WHAT TO WORK ON: The records underneath are to be printed in full and exactly, with no pictures carried over.

-- EXCERPTED DATA follows --

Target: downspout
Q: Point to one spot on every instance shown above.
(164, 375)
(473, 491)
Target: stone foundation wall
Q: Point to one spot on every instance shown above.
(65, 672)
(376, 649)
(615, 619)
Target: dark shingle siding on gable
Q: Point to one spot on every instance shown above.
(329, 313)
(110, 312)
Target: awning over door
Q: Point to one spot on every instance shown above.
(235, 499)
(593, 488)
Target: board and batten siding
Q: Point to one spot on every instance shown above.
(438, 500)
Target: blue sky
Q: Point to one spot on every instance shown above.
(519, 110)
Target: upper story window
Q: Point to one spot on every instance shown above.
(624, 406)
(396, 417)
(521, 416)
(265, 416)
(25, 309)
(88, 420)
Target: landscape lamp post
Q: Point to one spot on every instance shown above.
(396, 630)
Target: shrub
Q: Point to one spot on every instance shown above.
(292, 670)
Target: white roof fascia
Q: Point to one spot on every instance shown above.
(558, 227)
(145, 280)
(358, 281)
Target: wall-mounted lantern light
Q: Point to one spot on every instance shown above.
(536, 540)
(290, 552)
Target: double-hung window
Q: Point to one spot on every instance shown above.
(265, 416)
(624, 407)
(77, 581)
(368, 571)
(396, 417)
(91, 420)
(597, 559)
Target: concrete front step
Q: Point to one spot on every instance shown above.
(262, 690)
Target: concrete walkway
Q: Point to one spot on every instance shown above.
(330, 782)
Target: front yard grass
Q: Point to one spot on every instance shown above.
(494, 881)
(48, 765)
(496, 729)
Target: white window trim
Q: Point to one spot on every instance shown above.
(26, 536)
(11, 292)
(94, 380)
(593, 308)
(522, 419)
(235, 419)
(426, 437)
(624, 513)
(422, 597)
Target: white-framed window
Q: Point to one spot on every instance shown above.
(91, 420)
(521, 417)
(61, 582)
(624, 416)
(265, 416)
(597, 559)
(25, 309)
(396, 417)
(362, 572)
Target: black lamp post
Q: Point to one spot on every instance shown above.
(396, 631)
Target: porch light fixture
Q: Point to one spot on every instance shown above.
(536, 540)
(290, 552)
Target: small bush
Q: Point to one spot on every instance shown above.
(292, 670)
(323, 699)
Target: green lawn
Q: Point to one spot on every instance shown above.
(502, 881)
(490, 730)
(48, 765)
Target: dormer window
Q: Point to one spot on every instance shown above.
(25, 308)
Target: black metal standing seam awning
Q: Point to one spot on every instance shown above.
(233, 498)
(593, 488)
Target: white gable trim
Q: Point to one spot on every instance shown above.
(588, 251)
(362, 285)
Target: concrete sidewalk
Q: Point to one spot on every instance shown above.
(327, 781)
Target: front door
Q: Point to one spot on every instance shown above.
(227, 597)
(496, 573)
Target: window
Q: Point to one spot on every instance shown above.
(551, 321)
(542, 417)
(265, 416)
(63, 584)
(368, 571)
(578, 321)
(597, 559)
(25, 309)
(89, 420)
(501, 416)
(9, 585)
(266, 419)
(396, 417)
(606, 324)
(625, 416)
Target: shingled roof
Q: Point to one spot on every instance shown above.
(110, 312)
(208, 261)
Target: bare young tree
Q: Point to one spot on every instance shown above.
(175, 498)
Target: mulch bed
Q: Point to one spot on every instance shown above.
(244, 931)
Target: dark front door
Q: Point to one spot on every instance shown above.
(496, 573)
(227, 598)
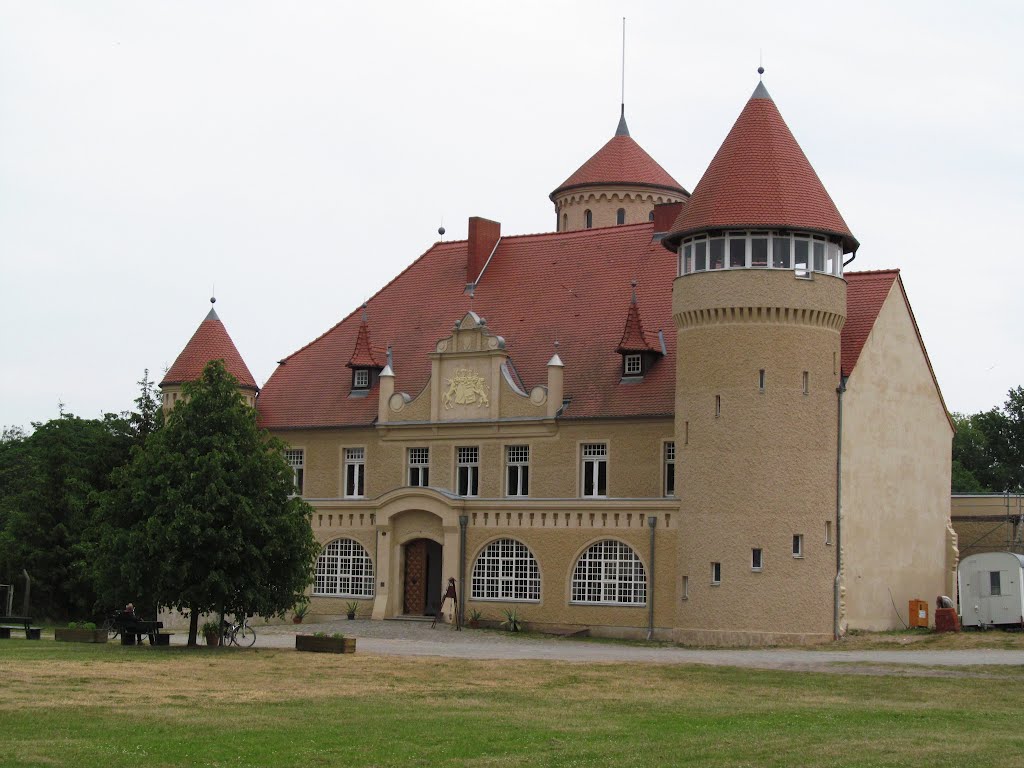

-- EXCERPTED DATA concluded --

EXERCISE SOLUTION:
Target: downspout
Q: Point to one spot on every instance shown above.
(164, 375)
(473, 491)
Target: stone foundation wall
Q: Point to one spot on every instance shown above.
(65, 672)
(376, 649)
(615, 619)
Target: dark shingle siding on gable
Q: Point to one spot on every instance shown above.
(329, 313)
(110, 312)
Target: awning over door
Q: Point to one spot on every instance shown above.
(235, 499)
(593, 488)
Target: board and batten siding
Q: Point to one spot on every instance shown above.
(438, 500)
Target: blue sky
Q: Point to one spot on every instance shown above.
(519, 110)
Target: upper story window
Q: Point to one spot on every instance shown above.
(624, 406)
(396, 417)
(521, 416)
(265, 416)
(25, 309)
(88, 420)
Target: landscape lamp post
Q: Point to one spot on every instance shown above.
(396, 630)
Target: shrub
Q: Point to one spot on every instance shown above.
(292, 670)
Target: white roof fascia
Q: Point to one spot on every instance shown above.
(558, 227)
(145, 280)
(358, 281)
Target: wall-mounted lantern light
Q: Point to one spot on every instance shown above.
(536, 540)
(290, 552)
Target: double-hung window
Q: Point to one spot on every instance shown above.
(265, 416)
(624, 407)
(77, 581)
(368, 571)
(396, 417)
(91, 420)
(597, 559)
Target: concrete front step
Q: Point to one spot on every instance shown above.
(262, 690)
Target: concrete walkway
Q: Point to one spot on every instance shown above.
(330, 782)
Target: front yard grass
Q: Point to one spot on every instance shown above.
(494, 881)
(48, 765)
(496, 729)
Target: white window trim
Q: Point to one spot on every instance shown above.
(26, 536)
(11, 292)
(94, 380)
(593, 308)
(522, 419)
(235, 419)
(426, 437)
(624, 513)
(422, 597)
Target: white-framed window
Q: Point to one spot on every instance shown above.
(91, 420)
(521, 417)
(61, 582)
(624, 416)
(265, 416)
(597, 559)
(25, 309)
(396, 417)
(362, 572)
Target: black lamp post
Q: Point to one spot on every instance shown above.
(396, 631)
Target: porch light fixture
Q: Point to one spot on every instance shown above.
(536, 540)
(290, 552)
Target: small bush
Q: Point to one spot on every instance shown above.
(292, 670)
(323, 699)
Target: green lawn
Q: Point to one spot on every instance shown above.
(502, 881)
(490, 730)
(48, 765)
Target: dormer window
Q: Point to one spot on every instance shown above.
(25, 308)
Target: black metal standing seam awning
Q: Point to one spot on every instance shown above.
(233, 498)
(593, 488)
Target: white gable trim
Q: Point to one spot on every instance shown above.
(588, 251)
(362, 285)
Target: concrete sidewalk
Q: Point to one spot on every instance shown above.
(327, 781)
Target: front door
Q: Point to one spot on every instance shown above.
(227, 597)
(496, 573)
Target: window
Q: Point to one spot on every instance shown above.
(551, 321)
(542, 417)
(265, 416)
(63, 584)
(368, 571)
(578, 321)
(597, 559)
(25, 309)
(89, 420)
(501, 416)
(9, 585)
(266, 419)
(396, 417)
(606, 324)
(625, 416)
Target: shingled roof
Q: Point to one spot on every instance shown above.
(110, 312)
(208, 261)
Target: bare young tree
Q: Point to one spot on every instance shown above.
(175, 498)
Target: mulch bed
Q: Point to one spot on every instance shown above.
(244, 931)
Target: dark front door
Q: Point to one spot on every instance shown above.
(496, 573)
(227, 598)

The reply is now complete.